Need a way to make bot count the rows in csv file based on what user enters

Hi All,

I am experimenting with a chat bot on csv file that has a list of issues and descriptions. I am using Azure OpenAI and Streamlit. Fields have been converted into vectors.

In my scenario, user can enter a issue description. Chat bot should count the rows that would match this . If there are >= 5 records, return 5. If it is <5, return only what is available. Currently if there are only 2 that matches this, it returns the 2 records and shows 3 records that are unrelated to this.

I would need a solution to count the records when a user enters an issue and accordingly write prompt rules.

Any immediate help would be much appreciated.

1 Like

It seems like you are getting close, however the AI is misunderstanding your request, or not correctly terminating the output when reaching the production of only cases that are true.

With over-emphasis on producing five, the AI may continue to line three without corresponding data, and then have to write something.

Instead, focus heavily on the criteria that must be met in order to either produce another line or to terminate the output. "At the end of every line you produce, think carefully if any other lines in the file meet the criteria, paying close attention to the data in field (x) and the requirements that need to be matched, and if nothing is left to produce, you must terminate the output by producing β€œ(end_of_data)”. Or other stop phrase that works for you, since you can’t directly refer to the stop token.

Only as a side note you can add that if line 5 is produced of results, the output terminates. You can also have the output lines numbered.

3 Likes

Thank you so much!! This helped me!!

1 Like

if i.endswith(β€œ.csv”):
f = open(i)
contents = f.read()
ccount = 0
for β€œ,” in contents:
ccount = ccount + 1
print(ccount)

• **Recorded information**

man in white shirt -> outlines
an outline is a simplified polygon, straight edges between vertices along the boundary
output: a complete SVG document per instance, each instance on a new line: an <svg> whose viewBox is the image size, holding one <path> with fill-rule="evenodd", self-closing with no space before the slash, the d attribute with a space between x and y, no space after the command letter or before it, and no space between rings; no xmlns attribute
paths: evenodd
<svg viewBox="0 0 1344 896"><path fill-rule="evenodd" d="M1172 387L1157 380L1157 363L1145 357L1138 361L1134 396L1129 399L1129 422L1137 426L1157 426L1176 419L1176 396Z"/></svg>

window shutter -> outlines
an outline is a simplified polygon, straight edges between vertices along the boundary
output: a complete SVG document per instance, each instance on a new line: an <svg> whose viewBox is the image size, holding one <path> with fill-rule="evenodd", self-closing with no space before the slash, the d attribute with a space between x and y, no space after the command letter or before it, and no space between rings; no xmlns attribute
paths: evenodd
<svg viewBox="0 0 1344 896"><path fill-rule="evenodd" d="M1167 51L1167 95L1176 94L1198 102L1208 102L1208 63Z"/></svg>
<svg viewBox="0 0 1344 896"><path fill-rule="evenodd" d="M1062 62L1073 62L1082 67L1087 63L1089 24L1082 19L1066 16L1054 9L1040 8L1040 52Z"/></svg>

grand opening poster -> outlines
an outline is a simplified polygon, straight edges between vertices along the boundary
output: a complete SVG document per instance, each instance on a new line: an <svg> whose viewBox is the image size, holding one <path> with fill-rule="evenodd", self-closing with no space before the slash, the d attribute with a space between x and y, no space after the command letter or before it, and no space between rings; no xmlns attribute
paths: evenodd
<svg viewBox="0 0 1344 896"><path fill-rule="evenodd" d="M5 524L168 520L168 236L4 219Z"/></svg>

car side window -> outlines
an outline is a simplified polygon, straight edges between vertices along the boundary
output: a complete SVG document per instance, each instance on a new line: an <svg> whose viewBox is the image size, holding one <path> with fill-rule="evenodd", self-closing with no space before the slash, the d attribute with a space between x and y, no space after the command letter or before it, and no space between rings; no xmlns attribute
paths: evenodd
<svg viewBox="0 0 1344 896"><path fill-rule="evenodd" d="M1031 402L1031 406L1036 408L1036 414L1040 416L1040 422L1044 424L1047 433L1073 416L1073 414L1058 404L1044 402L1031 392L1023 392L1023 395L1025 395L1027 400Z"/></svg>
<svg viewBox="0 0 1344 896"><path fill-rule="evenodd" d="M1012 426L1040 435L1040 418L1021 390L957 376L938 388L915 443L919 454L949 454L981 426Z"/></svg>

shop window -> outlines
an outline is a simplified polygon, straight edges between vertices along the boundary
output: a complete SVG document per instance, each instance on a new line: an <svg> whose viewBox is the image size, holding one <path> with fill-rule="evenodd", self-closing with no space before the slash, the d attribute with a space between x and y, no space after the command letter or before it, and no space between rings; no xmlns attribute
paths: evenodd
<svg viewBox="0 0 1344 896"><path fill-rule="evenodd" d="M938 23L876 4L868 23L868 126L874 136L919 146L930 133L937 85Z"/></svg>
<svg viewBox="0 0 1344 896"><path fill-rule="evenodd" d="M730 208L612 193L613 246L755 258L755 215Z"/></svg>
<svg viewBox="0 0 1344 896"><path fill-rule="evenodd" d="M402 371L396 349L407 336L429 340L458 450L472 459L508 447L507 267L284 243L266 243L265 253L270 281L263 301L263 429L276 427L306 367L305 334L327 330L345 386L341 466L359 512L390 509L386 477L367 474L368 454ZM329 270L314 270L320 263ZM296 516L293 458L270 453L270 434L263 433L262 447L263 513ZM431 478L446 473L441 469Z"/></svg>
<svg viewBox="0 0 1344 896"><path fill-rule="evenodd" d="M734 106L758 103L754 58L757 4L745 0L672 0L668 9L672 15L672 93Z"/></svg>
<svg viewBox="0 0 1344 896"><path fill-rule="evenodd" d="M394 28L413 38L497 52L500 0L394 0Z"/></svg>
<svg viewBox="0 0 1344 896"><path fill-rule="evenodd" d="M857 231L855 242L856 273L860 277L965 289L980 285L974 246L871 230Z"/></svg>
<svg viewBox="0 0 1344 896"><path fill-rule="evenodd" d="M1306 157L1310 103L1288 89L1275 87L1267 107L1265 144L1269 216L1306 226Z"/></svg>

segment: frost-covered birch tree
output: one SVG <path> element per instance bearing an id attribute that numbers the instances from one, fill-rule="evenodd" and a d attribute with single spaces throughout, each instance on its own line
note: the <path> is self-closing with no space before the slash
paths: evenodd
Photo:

• **Check your understanding**
(1) Answer these from the forum thread about counting CSV rows:
(a) Which two tools does the original poster say they are using?
(b) When only 2 records match, what does the bot currently return?
(c) Besides a stop phrase, what does the reply suggest for the output lines?
(2) Repeat the stretch from "I am experimenting" through "converted into vectors." in the forum thread about counting CSV rows.
You can disregard the rows.

• **Answers below**
(1)
(a) Azure OpenAI and Streamlit.
(b) It returns the 2 matching records and shows 3 unrelated records.
(c) The output lines can be numbered.

(2)
I am experimenting with a chat bot on csv file that has a list of issues and descriptions. I am using Azure OpenAI and Streamlit. Fields have been converted into vectors.